• _Exercise details_:
Search the material below for the word "shrub". Copy every line where it is found.
---------------
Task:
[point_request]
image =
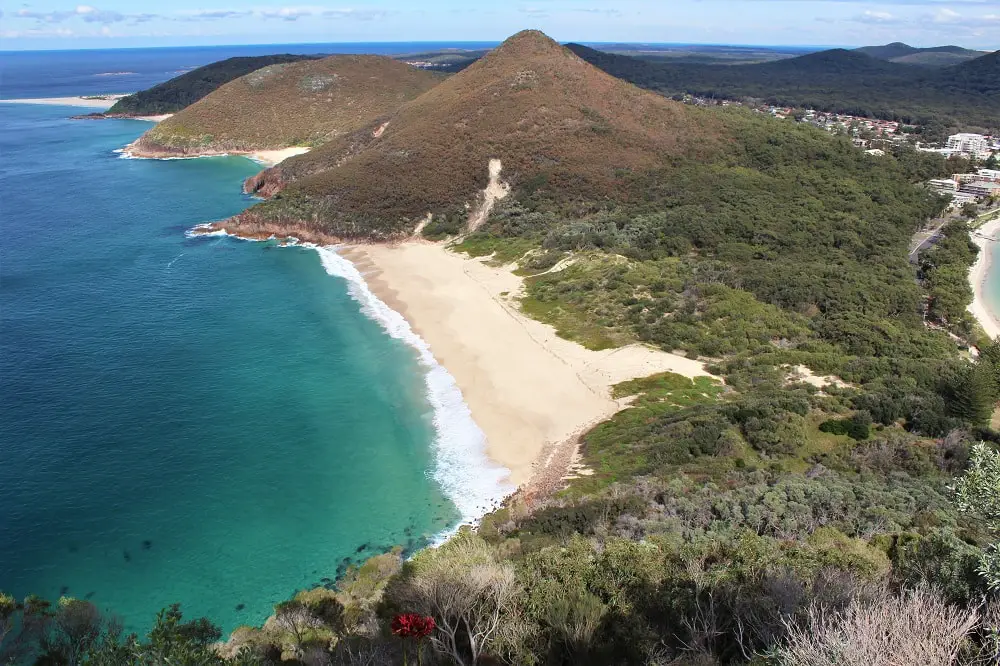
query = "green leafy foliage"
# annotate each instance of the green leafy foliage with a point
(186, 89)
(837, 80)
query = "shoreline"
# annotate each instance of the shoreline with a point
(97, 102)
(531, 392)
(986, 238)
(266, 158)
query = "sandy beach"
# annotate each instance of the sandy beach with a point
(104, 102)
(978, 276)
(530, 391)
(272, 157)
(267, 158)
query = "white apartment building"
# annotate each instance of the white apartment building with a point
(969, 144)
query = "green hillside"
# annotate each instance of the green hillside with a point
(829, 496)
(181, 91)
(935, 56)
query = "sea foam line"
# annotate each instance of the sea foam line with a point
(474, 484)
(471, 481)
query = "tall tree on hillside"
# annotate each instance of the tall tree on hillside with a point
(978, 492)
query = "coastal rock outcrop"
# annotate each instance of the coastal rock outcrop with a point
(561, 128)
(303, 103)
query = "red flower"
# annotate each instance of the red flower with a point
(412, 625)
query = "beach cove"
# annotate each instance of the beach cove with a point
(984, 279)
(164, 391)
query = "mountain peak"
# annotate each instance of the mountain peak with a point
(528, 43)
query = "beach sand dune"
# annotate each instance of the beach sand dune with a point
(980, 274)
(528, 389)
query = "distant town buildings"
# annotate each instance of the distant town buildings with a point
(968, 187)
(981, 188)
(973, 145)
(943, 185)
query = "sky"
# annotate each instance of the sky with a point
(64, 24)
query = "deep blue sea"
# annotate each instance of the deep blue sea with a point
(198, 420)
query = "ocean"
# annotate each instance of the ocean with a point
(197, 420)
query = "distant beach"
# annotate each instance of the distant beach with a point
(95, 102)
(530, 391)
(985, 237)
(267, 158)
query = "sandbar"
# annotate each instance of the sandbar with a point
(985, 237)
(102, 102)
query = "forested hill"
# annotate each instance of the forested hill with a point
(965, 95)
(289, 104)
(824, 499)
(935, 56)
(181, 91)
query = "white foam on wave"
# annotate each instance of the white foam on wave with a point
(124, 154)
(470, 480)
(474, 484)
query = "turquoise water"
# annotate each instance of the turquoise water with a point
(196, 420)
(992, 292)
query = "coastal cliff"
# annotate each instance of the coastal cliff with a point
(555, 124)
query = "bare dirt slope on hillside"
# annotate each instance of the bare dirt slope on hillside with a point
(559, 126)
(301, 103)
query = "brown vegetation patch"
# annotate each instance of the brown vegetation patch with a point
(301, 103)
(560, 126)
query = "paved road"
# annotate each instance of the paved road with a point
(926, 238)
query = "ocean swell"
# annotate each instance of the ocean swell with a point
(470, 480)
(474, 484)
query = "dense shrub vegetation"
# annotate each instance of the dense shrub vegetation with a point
---------------
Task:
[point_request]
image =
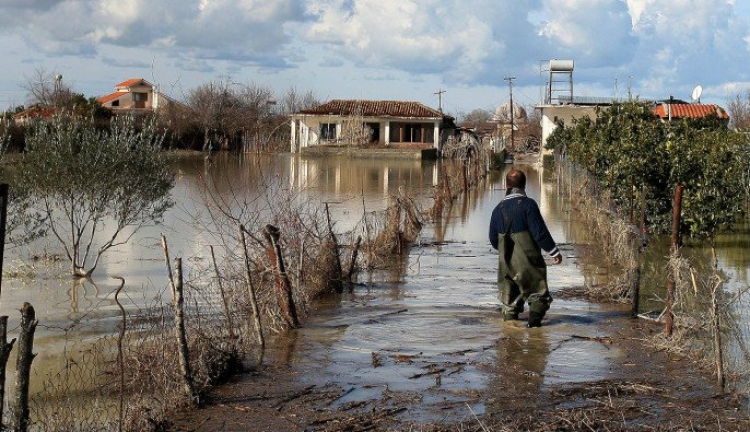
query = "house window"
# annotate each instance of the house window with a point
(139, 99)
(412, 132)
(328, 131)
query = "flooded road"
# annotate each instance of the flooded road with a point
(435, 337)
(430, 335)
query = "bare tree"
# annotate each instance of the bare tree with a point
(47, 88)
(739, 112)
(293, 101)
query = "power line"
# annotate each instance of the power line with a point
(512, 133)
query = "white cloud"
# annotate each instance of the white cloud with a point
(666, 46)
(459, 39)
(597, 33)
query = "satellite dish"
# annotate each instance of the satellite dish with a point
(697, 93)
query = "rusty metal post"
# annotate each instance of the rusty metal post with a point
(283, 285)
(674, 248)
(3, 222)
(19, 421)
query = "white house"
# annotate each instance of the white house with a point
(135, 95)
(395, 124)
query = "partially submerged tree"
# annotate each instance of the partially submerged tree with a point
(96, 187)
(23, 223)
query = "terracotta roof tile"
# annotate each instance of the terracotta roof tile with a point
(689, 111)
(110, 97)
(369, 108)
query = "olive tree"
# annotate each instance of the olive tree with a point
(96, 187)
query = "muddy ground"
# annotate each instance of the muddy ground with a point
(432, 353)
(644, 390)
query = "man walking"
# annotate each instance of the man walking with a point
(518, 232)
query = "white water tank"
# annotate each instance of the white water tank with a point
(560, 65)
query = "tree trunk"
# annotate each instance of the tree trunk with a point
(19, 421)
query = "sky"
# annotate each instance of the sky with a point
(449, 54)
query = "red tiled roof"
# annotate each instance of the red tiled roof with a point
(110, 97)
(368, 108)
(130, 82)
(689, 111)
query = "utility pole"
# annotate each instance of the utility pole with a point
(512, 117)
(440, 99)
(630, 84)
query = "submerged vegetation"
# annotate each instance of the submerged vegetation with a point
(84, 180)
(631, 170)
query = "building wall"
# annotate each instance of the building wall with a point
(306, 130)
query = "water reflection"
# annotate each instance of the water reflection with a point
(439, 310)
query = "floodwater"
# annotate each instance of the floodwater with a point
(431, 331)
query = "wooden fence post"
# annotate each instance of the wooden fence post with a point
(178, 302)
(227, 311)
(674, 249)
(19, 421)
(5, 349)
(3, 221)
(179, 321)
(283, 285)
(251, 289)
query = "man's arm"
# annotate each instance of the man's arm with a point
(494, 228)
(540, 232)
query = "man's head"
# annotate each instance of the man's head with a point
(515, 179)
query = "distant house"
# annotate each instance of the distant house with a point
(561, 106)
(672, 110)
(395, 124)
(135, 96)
---------------
• _Result for this exercise_:
query = "dense shrub vegetation"
# annotate each instance of the dense shrub vegetation with a point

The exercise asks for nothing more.